Work task:
The word "stand" may appear in lines of the data; say how many such lines there are, with nothing beyond the number.

Provided records:

──────────

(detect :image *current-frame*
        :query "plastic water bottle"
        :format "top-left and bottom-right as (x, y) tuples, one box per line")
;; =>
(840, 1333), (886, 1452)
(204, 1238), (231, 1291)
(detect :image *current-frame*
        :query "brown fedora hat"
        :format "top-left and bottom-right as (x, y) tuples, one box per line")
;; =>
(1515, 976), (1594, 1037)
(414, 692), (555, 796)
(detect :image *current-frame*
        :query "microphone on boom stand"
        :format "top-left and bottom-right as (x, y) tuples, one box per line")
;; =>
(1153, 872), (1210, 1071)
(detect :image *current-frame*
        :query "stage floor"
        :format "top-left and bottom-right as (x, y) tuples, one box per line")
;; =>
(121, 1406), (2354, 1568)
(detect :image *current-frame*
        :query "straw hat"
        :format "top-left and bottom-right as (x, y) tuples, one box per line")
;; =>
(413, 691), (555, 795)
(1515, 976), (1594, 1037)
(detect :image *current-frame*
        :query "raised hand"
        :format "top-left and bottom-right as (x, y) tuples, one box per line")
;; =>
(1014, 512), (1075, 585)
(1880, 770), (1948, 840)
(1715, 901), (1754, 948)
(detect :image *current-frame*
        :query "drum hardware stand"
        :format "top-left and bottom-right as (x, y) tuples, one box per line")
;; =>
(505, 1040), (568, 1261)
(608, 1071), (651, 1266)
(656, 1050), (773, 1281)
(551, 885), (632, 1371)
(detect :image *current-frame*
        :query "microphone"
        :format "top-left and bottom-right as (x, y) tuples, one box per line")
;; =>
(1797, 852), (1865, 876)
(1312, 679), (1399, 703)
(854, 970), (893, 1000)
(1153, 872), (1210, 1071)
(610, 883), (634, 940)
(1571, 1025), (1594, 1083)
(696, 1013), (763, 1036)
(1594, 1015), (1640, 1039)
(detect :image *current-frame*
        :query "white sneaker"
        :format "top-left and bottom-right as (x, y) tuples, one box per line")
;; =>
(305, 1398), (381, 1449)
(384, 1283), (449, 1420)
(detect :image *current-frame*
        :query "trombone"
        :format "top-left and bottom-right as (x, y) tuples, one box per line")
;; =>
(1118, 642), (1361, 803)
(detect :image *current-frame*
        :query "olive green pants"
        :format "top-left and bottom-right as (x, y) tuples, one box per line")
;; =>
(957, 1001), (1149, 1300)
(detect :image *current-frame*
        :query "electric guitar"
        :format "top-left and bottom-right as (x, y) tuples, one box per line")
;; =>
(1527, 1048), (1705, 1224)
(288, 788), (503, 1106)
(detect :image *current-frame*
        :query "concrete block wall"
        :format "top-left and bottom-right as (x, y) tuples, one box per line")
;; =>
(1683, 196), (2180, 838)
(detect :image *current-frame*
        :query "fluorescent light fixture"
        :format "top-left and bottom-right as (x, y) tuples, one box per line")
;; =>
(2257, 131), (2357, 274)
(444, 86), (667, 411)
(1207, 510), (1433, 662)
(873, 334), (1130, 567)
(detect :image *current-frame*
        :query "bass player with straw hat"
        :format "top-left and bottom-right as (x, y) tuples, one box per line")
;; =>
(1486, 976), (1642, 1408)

──────────

Written answer:
2